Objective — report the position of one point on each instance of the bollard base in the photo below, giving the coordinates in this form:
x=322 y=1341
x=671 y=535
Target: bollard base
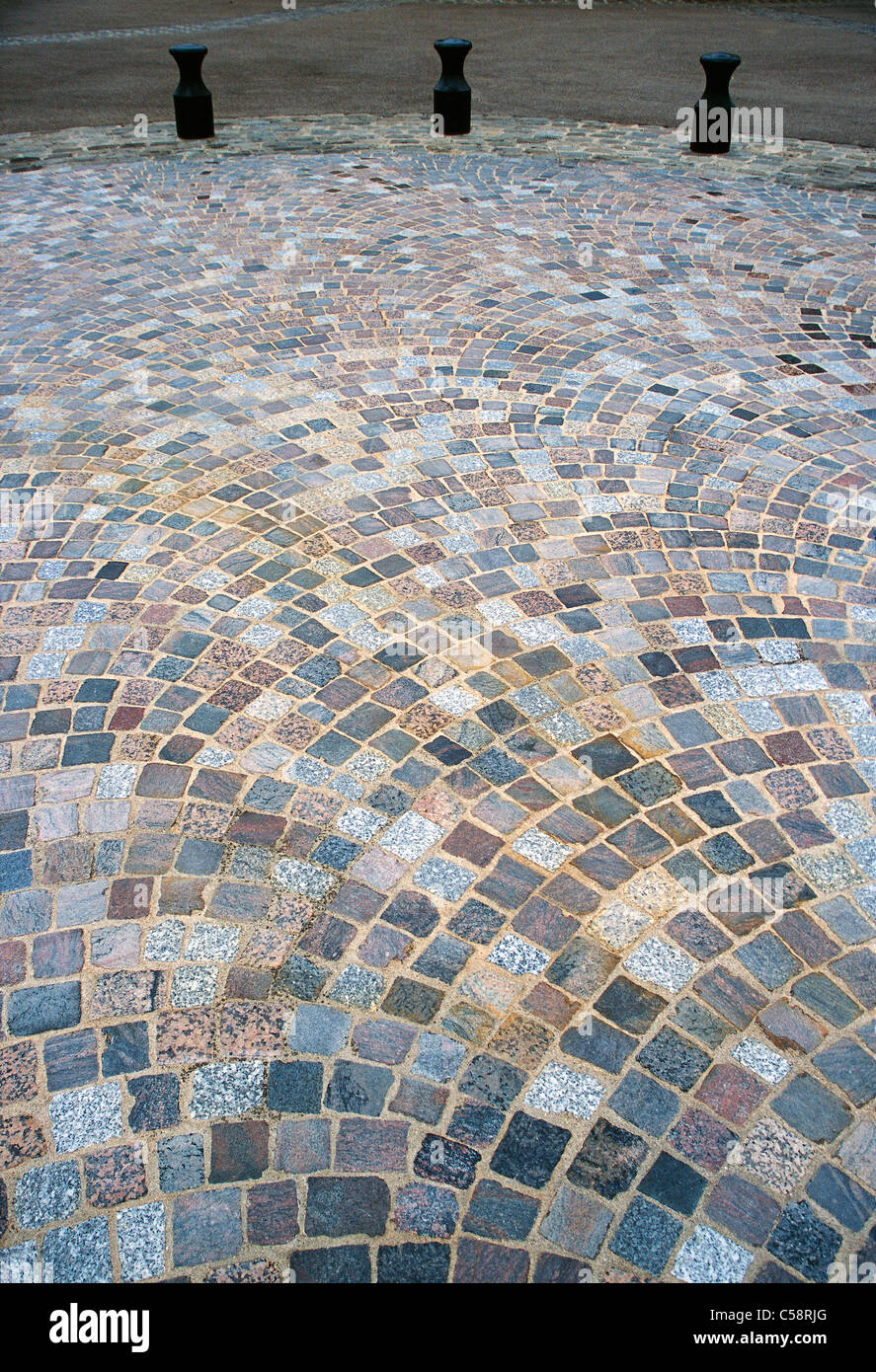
x=452 y=95
x=194 y=115
x=454 y=113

————

> _TASK STATEMENT_
Rewrite the records above, substituting "fire hydrant" for every occurrence of "bollard base" and keeping everything else the same. Leave the pictures out of your answer.

> _ANSWER TO THE TASK_
Objective — report the position of one point on each instance of the fire hydrant in the photo below, giving the coordinates in this form:
x=322 y=1341
x=671 y=535
Target: fire hydrant
x=452 y=95
x=194 y=115
x=454 y=113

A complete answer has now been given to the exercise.